Event (noun). Only in the world of reinsurance could the meaning of the word 'event' be argued about by so many people for such a very long time. The remarkable financial potential of 'event' means that judges and arbitrators presiding over reinsurance disputes have spent thousands of hours deliberating on the intended meaning of this seemingly simple and innocuous little word. They have written acres of pages pronouncing what, exactly, constitutes an event. Plaintiffs' attorneys have become enriched by it, and insurers have paid (or, less frequently, made) a fortune because of it.

After all, some events are insured, while others are excluded. Mould, the preponderance of opinion avers, is not of itself an insurable event. (Lexicographers would concur that mould is not an event at all, although, arguably, the appearance of mould could be construed as an event. However, such unwanted extensions of opinion are the chief reason why the conventional lexicographical view is rarely sought when defining reinsurance terms.) It is not so much that mould is excluded, rather that insurance does not cover events which result in the walls going a funny blue-green colour under the wallpaper. Unless the mould grew because of an insured event.

^^^^^^^^^^^^^^^^

According to the piece on the word "event," what does the preponderance of opinion say mould is not, of itself?

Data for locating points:
^^^^^^^^^^^^^^^^

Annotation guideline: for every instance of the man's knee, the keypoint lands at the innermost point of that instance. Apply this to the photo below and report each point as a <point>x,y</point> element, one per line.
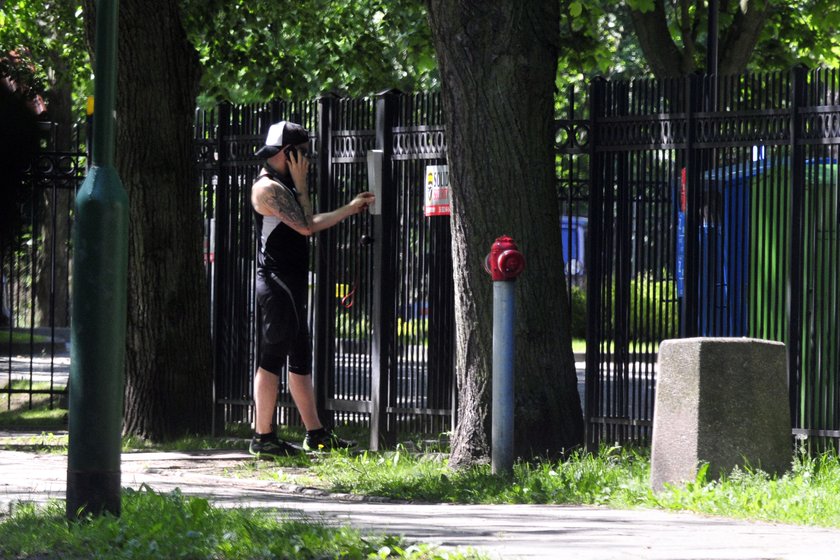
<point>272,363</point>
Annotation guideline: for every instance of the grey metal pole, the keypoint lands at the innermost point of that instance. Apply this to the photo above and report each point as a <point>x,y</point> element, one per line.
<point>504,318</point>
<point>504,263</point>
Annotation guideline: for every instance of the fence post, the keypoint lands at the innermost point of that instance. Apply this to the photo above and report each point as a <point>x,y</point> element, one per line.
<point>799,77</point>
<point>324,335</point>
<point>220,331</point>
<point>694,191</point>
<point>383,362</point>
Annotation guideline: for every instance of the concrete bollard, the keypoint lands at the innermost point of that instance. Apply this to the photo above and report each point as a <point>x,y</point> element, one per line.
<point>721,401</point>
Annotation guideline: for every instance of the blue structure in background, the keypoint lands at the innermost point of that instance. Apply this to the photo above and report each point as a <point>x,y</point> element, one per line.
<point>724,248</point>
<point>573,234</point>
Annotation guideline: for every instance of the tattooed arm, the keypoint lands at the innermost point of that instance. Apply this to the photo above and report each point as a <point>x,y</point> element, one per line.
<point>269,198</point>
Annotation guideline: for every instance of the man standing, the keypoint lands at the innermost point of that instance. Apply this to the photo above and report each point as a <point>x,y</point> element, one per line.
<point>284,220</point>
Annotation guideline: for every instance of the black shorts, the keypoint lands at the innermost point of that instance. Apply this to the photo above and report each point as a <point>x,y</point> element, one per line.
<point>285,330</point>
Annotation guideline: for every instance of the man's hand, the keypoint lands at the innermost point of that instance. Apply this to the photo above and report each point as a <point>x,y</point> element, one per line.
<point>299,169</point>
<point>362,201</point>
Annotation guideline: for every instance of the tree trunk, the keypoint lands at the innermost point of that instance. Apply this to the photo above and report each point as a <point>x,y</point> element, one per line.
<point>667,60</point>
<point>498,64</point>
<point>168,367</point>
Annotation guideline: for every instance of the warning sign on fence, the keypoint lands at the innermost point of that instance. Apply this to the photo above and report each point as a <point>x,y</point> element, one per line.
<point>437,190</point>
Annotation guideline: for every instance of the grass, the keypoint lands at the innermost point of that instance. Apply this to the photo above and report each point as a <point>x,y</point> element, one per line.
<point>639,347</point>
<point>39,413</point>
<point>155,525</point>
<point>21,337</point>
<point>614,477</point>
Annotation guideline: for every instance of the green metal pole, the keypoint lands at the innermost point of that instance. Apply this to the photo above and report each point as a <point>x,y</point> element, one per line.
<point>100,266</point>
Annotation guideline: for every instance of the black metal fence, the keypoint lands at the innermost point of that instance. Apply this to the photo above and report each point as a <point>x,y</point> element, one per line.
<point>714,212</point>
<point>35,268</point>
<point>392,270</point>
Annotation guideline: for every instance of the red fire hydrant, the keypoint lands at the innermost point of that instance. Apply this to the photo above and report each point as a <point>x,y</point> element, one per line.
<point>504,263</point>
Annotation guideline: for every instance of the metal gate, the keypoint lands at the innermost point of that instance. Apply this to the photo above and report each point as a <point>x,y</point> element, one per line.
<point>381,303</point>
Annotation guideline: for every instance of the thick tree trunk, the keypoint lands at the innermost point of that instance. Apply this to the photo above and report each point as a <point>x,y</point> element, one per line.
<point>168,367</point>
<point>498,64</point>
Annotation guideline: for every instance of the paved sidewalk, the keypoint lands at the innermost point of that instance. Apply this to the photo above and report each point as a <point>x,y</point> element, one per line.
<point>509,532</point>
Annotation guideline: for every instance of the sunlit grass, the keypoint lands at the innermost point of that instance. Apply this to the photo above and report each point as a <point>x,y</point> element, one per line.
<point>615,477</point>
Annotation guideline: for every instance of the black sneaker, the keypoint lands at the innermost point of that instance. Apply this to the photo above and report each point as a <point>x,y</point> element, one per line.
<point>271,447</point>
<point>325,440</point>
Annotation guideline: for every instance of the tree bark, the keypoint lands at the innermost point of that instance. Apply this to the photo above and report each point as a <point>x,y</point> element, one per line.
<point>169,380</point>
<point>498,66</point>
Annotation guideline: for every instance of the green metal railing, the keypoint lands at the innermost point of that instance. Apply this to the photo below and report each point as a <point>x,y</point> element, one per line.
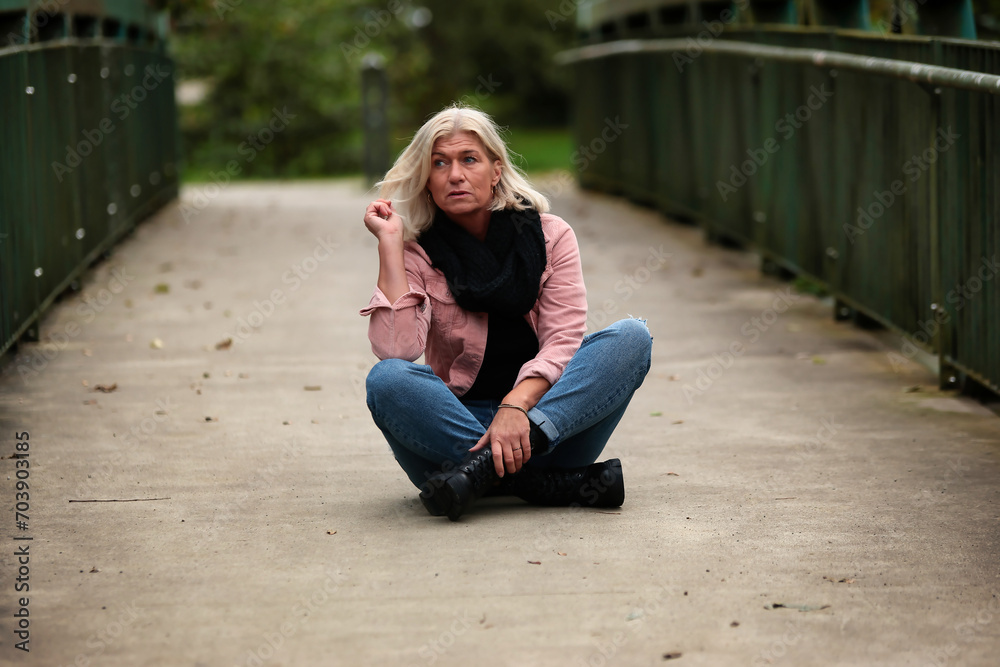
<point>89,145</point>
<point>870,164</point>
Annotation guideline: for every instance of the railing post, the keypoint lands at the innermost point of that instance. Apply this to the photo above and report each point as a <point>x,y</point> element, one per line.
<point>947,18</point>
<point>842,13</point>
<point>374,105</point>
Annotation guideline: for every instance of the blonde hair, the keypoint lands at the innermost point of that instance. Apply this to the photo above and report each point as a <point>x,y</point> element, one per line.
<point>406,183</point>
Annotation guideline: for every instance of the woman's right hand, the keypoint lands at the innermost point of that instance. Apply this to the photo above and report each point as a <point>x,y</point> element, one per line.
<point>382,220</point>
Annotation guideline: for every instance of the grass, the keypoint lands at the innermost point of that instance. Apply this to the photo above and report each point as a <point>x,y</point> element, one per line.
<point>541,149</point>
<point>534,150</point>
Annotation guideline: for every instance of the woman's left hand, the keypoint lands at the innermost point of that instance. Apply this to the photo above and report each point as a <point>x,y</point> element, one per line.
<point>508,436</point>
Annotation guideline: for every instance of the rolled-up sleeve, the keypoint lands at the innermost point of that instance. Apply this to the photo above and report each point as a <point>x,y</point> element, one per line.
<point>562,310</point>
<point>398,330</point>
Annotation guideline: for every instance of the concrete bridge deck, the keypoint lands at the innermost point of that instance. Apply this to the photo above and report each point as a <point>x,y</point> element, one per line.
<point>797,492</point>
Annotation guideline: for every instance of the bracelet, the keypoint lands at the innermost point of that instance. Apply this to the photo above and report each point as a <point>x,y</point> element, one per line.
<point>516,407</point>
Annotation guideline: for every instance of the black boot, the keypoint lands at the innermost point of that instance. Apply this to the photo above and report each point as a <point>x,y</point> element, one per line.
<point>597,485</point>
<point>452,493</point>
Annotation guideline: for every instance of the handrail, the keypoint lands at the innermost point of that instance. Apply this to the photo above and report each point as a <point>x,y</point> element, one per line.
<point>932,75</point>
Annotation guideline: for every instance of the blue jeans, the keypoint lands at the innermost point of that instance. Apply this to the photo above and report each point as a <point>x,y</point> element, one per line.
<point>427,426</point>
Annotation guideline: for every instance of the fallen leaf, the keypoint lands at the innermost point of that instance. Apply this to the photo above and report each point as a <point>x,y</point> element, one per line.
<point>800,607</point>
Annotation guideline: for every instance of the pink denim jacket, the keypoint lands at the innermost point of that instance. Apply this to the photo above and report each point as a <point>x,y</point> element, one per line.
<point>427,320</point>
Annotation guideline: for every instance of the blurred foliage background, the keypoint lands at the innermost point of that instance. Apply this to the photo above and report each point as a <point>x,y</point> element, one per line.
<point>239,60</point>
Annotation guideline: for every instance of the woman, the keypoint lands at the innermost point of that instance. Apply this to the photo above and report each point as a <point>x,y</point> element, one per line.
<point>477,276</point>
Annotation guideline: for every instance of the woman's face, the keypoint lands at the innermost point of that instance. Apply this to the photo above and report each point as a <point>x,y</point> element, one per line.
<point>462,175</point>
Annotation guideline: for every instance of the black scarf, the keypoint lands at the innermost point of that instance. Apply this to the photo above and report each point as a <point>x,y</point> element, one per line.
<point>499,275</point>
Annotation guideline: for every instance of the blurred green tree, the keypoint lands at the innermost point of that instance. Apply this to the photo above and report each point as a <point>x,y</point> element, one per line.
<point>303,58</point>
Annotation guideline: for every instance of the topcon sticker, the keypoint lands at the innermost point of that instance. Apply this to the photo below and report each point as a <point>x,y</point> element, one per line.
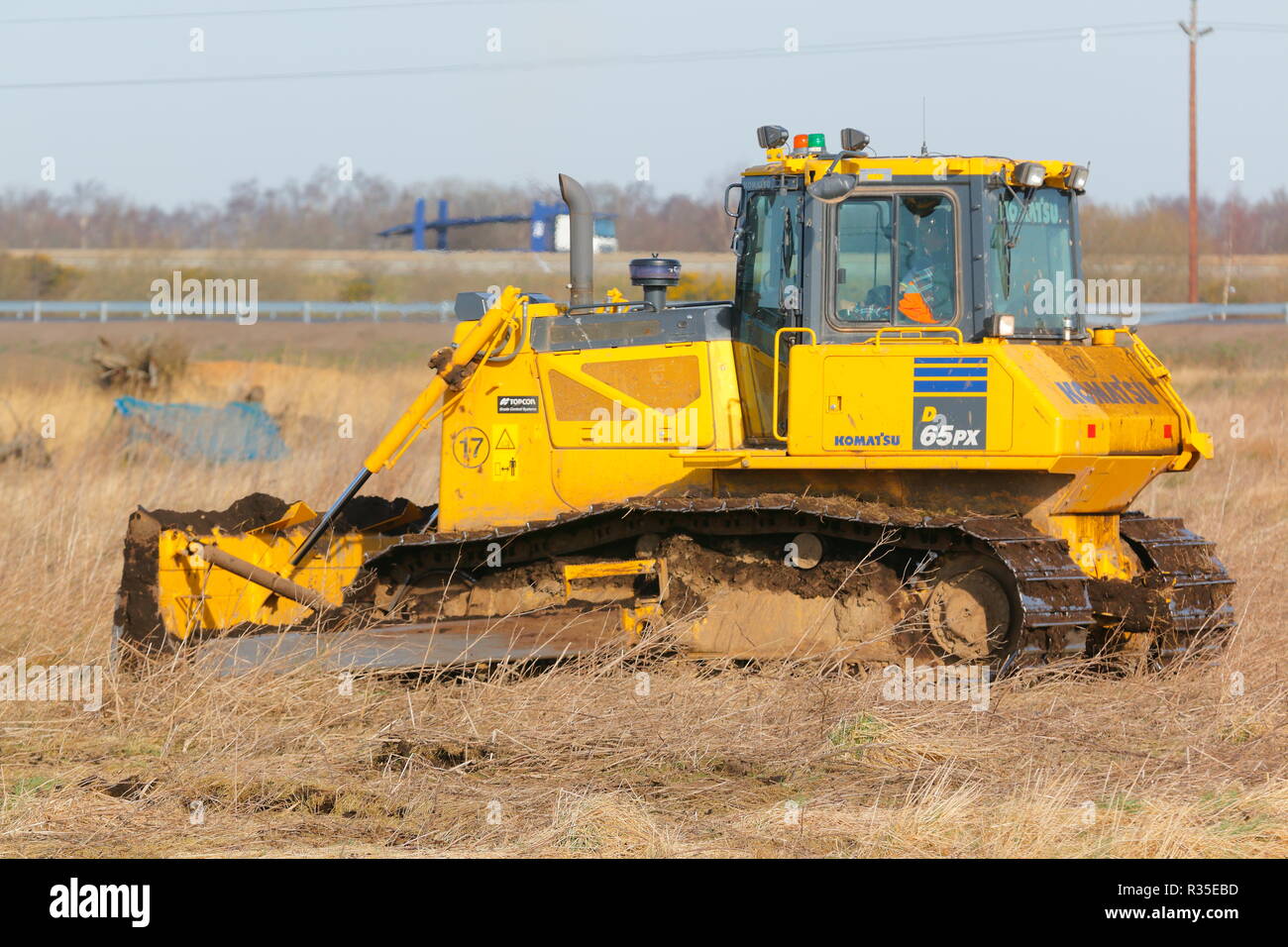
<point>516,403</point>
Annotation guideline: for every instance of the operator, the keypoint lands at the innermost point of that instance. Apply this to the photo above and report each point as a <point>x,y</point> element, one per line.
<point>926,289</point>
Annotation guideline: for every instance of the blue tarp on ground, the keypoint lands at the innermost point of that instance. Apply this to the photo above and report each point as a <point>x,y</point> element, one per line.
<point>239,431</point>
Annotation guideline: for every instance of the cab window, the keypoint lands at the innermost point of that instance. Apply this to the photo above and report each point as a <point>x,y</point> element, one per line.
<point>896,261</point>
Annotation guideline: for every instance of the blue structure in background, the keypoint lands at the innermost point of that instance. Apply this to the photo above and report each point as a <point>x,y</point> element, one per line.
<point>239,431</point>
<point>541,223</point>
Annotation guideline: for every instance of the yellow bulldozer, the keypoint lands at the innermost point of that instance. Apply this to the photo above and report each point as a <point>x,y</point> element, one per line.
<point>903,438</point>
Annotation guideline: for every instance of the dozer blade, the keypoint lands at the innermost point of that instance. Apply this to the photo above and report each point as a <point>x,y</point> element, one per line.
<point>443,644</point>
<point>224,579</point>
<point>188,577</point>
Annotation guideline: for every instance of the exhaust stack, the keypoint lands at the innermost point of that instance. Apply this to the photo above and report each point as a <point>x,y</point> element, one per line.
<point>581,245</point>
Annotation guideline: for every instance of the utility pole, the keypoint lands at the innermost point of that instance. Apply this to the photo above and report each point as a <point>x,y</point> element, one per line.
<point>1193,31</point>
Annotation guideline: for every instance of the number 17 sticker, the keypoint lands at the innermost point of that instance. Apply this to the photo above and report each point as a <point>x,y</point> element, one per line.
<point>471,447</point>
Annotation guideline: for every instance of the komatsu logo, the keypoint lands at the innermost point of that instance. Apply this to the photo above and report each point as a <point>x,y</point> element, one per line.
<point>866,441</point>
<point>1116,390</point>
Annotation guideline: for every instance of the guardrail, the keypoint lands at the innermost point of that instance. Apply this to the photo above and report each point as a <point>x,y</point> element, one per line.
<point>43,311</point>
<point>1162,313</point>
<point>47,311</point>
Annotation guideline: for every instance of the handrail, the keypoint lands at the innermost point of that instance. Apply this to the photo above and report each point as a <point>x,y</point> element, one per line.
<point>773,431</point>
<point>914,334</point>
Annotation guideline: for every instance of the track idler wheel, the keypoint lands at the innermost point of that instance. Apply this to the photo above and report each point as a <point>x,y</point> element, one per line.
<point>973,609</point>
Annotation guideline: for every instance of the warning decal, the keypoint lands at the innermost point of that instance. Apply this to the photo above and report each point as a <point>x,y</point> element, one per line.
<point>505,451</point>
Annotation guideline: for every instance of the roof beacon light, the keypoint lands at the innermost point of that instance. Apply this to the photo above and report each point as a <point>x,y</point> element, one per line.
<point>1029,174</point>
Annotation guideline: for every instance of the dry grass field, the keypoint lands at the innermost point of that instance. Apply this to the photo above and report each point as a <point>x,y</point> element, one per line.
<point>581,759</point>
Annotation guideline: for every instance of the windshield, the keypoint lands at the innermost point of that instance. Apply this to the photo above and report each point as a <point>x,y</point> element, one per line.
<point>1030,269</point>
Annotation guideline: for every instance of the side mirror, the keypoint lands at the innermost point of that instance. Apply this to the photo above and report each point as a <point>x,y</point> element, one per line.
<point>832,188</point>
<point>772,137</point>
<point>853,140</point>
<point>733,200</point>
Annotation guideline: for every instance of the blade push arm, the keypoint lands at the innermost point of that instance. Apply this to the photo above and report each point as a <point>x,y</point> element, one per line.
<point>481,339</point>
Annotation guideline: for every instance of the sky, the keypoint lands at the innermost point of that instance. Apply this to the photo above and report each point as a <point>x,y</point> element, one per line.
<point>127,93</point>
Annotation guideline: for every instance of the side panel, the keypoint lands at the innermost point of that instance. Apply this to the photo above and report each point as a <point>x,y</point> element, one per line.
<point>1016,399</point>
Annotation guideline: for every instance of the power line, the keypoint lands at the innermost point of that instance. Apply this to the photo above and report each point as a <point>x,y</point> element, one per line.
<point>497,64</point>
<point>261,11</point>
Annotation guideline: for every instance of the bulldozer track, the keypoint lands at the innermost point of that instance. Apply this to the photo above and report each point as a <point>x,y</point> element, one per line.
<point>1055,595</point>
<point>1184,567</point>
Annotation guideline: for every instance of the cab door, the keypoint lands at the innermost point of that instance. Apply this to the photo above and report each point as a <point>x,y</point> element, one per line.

^^^^^^^^^^^^^^^^

*Output for this task*:
An insurable event.